__Trecho citado__:
********************

FERNANDO DE BARROS E SILVA
especial para a Folha

Assim como a poesia de João Cabral, a força da narrativa de Dalton Trevisan está ancorada na repetição, na recorrência infernal de uma dicção muito específica e de alguns poucos temas, na coerência obsessiva com que ele persegue o núcleo duro das coisas, como se estivesse raspando o osso da vida.
O novo livro do escritor curitibano, seu 25º, intitulado ``234'', confirma seu movimento rumo à concisão extrema da prosa, movimento que ele próprio anunciava no prefácio que fez em 74 ao ``Vampiro de Curitiba'' (65), quando dizia: ``meu caminho será do conto para o soneto e dele para o haicai''.
Nesse novo livro, a exemplo de ``Ah, É?'' (94), Trevisan reúne 234 ``ministórias'', algumas de apenas uma frase, como se fossem suspiros desafiando o silêncio, mas todas com no máximo 15 linhas, provocando no leitor sempre uma sensação de desconforto diante de imagens que surgem bruscamente e são bruscamente interrompidas.
A crítica literária Berta Waldman, que estudou sua obra e publicou a seu respeito ``Do Vampiro ao Cafajeste'' (89), comentou que ele não tem apenas a obsessão de contar sempre a mesma história, mas também de nunca terminar de contá-la. Essa dupla obsessão está tematizada em ``234'', em passagens como: ``Escreva primeiro, arrependa-se depois -e você sempre se arrepende.'' (231) ou ``O conto não tem mais fim que novo começo.'' (233).

********************

__Registros extraídos__:
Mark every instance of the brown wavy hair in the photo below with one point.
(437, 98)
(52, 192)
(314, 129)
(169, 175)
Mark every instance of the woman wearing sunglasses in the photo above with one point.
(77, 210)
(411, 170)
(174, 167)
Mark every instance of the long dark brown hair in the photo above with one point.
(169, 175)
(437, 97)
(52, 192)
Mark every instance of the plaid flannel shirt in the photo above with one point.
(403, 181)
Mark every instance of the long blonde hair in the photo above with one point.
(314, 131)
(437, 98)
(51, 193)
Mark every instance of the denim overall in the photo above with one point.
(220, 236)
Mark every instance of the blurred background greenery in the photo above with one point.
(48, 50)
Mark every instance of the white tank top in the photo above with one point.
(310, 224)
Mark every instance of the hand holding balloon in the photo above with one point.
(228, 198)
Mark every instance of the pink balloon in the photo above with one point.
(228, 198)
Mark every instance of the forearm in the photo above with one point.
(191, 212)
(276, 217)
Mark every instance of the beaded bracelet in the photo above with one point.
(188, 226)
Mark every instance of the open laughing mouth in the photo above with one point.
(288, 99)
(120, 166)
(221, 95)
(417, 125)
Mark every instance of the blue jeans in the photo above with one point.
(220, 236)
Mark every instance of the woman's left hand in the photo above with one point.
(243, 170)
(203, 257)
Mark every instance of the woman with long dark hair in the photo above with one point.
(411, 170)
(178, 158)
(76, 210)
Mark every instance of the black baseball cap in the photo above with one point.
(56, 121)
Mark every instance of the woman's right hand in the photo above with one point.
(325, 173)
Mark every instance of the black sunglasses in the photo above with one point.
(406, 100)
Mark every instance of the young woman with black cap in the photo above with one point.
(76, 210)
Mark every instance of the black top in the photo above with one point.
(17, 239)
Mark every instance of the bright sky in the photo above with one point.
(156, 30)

********************

__Problemas a resolver__:
[1] Devolva o trecho do texto sobre Dalton Trevisan que começa em "Assim como a" e segue até "para o haicai''.".
[2] Liste todos os títulos de livros mencionados no texto sobre Dalton Trevisan.

__Resultados das tarefas__:
[1]
Assim como a poesia de João Cabral, a força da narrativa de Dalton Trevisan está ancorada na repetição, na recorrência infernal de uma dicção muito específica e de alguns poucos temas, na coerência obsessiva com que ele persegue o núcleo duro das coisas, como se estivesse raspando o osso da vida.
O novo livro do escritor curitibano, seu 25º, intitulado ``234'', confirma seu movimento rumo à concisão extrema da prosa, movimento que ele próprio anunciava no prefácio que fez em 74 ao ``Vampiro de Curitiba'' (65), quando dizia: ``meu caminho será do conto para o soneto e dele para o haicai''.

[2]
- "234"
- "Vampiro de Curitiba"
- "Ah, É?"
- "Do Vampiro ao Cafajeste"